• Data rows:

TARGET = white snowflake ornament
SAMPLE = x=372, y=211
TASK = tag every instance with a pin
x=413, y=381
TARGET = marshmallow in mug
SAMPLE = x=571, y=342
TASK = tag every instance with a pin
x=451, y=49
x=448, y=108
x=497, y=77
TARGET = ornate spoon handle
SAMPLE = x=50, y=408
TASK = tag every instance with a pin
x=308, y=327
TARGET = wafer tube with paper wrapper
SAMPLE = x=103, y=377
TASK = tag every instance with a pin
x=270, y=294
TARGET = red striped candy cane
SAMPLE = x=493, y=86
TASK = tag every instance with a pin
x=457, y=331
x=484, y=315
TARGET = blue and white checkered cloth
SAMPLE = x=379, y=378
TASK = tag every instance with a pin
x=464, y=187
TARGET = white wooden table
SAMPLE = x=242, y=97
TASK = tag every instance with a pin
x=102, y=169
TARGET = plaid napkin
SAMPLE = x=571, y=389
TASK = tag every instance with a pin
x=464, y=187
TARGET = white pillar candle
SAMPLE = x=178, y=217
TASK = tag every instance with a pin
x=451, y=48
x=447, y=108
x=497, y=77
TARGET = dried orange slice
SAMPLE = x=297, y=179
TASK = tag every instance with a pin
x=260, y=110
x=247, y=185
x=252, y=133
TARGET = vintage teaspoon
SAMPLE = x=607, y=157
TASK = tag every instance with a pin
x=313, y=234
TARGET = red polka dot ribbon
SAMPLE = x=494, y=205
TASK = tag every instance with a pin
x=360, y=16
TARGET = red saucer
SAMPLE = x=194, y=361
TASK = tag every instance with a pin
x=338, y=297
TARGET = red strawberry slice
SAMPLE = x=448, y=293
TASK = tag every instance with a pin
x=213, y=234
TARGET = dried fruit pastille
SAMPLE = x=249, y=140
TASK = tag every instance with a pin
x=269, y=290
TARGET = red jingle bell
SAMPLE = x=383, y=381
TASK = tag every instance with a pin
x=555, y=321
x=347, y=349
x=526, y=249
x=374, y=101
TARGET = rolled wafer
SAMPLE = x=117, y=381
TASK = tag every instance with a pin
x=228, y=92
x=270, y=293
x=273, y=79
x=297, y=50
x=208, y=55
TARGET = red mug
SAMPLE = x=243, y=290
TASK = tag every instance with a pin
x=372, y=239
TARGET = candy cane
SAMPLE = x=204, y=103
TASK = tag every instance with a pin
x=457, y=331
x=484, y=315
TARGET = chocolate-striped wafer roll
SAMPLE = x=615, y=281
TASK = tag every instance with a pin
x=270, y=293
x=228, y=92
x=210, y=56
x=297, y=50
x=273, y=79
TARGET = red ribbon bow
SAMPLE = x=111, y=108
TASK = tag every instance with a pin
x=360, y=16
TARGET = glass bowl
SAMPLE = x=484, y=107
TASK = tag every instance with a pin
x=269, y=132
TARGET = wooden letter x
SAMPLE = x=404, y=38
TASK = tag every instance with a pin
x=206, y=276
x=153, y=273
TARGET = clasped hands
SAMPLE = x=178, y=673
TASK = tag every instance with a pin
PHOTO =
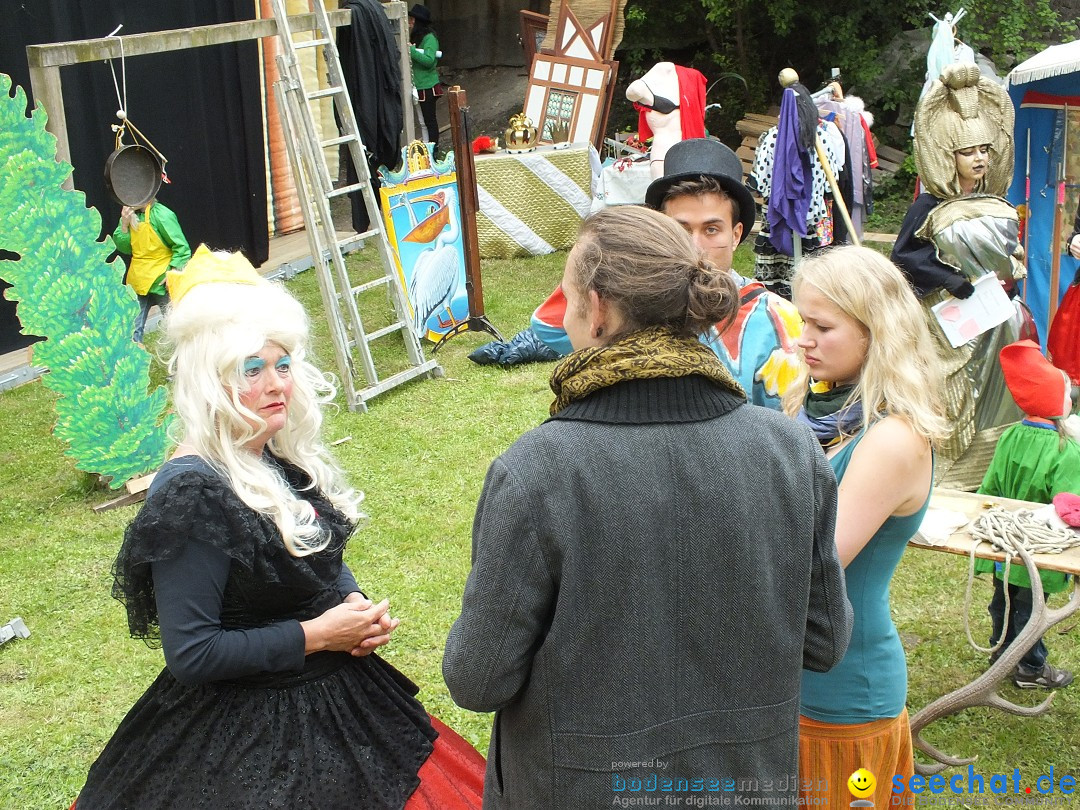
x=356, y=626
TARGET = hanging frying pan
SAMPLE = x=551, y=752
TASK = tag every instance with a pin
x=133, y=175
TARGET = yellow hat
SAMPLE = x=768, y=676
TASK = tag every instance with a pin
x=206, y=266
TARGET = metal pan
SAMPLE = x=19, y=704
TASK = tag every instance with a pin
x=133, y=175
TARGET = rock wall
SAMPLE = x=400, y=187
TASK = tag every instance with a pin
x=481, y=32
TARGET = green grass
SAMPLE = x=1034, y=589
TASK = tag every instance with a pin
x=420, y=455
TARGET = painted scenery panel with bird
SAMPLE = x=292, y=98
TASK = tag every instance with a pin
x=422, y=211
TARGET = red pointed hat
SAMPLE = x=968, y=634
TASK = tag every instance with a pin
x=1035, y=383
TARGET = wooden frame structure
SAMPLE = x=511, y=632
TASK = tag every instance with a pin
x=45, y=61
x=571, y=88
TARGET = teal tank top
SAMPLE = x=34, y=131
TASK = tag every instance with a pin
x=871, y=683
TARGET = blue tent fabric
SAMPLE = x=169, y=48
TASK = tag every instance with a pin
x=1039, y=122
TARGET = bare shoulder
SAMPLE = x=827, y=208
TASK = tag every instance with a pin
x=894, y=440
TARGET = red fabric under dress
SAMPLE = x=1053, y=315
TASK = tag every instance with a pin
x=453, y=777
x=450, y=779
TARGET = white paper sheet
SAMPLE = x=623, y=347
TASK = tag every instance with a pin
x=963, y=319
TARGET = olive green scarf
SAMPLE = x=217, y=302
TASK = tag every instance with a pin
x=651, y=353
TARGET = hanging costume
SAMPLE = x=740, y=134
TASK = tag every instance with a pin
x=791, y=179
x=949, y=239
x=370, y=68
x=850, y=116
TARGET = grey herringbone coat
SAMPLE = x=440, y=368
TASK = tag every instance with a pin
x=652, y=567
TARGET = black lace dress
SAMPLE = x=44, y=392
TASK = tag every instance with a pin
x=240, y=718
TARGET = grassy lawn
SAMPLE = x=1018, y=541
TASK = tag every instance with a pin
x=420, y=455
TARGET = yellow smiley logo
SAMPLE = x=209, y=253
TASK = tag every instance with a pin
x=862, y=783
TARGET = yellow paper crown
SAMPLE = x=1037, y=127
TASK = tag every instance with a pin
x=208, y=267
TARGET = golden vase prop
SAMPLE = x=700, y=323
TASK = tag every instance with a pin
x=522, y=136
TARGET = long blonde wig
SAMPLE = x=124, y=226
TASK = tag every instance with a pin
x=208, y=335
x=901, y=375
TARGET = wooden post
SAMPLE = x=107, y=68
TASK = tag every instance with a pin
x=400, y=18
x=49, y=93
x=470, y=204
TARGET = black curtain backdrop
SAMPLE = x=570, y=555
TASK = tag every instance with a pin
x=201, y=107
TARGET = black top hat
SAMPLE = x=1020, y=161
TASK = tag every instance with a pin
x=688, y=160
x=420, y=12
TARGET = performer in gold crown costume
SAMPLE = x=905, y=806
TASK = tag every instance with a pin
x=272, y=692
x=959, y=229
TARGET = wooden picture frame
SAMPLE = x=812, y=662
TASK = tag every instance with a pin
x=565, y=89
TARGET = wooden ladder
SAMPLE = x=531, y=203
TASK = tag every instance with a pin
x=315, y=189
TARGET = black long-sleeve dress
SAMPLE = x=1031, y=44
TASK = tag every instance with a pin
x=240, y=718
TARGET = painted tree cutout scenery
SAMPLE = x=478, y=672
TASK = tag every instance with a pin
x=68, y=293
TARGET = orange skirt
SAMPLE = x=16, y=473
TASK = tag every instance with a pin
x=829, y=753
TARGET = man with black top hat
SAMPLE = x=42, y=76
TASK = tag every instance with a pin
x=702, y=189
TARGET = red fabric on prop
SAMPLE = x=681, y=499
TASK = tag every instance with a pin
x=1067, y=507
x=691, y=105
x=691, y=90
x=453, y=777
x=1064, y=340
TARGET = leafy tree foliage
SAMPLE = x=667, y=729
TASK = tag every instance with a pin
x=71, y=296
x=756, y=39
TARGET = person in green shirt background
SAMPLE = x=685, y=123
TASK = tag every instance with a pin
x=423, y=49
x=154, y=251
x=1034, y=461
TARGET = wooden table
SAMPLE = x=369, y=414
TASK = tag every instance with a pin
x=972, y=505
x=984, y=689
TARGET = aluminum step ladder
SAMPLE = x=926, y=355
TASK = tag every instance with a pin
x=315, y=189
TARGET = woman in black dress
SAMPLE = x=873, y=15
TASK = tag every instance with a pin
x=271, y=696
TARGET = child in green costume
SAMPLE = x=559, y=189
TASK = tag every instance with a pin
x=1033, y=461
x=151, y=235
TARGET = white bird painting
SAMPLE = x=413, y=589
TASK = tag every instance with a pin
x=436, y=271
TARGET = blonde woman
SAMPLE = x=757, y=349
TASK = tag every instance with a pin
x=868, y=391
x=271, y=696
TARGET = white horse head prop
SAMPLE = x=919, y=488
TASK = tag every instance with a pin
x=672, y=102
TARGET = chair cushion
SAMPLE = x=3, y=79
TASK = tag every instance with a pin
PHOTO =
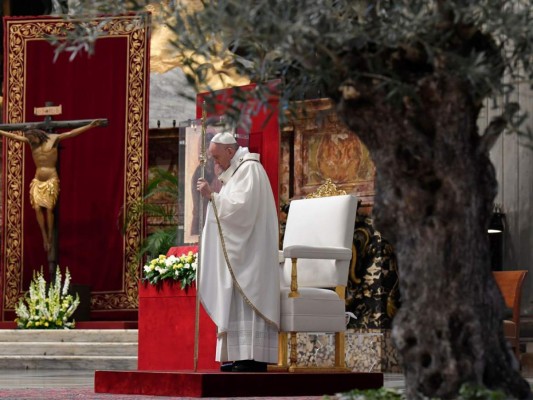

• Exercise:
Set out as a numbered list every line of the records from the one containing "TARGET = blue and white checkered cloth" down to the one containing "x=252, y=133", both included. Leave out any blank lines.

• Written response:
1. TARGET = blue and white checkered cloth
2. SAMPLE = x=379, y=378
3. TASK = tag every instance with a pin
4. x=464, y=187
5. TARGET = white wooden table
6. SAMPLE = x=242, y=97
7. TASK = tag every instance with a pin
8. x=102, y=169
9. TARGET = plaid napkin
10. SAMPLE = x=571, y=389
11. TASK = tag every instance with a pin
12. x=464, y=187
13. TARGET = white pillar candle
14. SAMPLE = x=178, y=217
15. TASK = tag every instance with a pin
16. x=451, y=48
17. x=447, y=108
18. x=497, y=77
19. TARGET = dried orange slice
20. SAMPLE = x=297, y=179
21. TASK = tag every instance with a pin
22. x=260, y=110
23. x=247, y=185
24. x=252, y=133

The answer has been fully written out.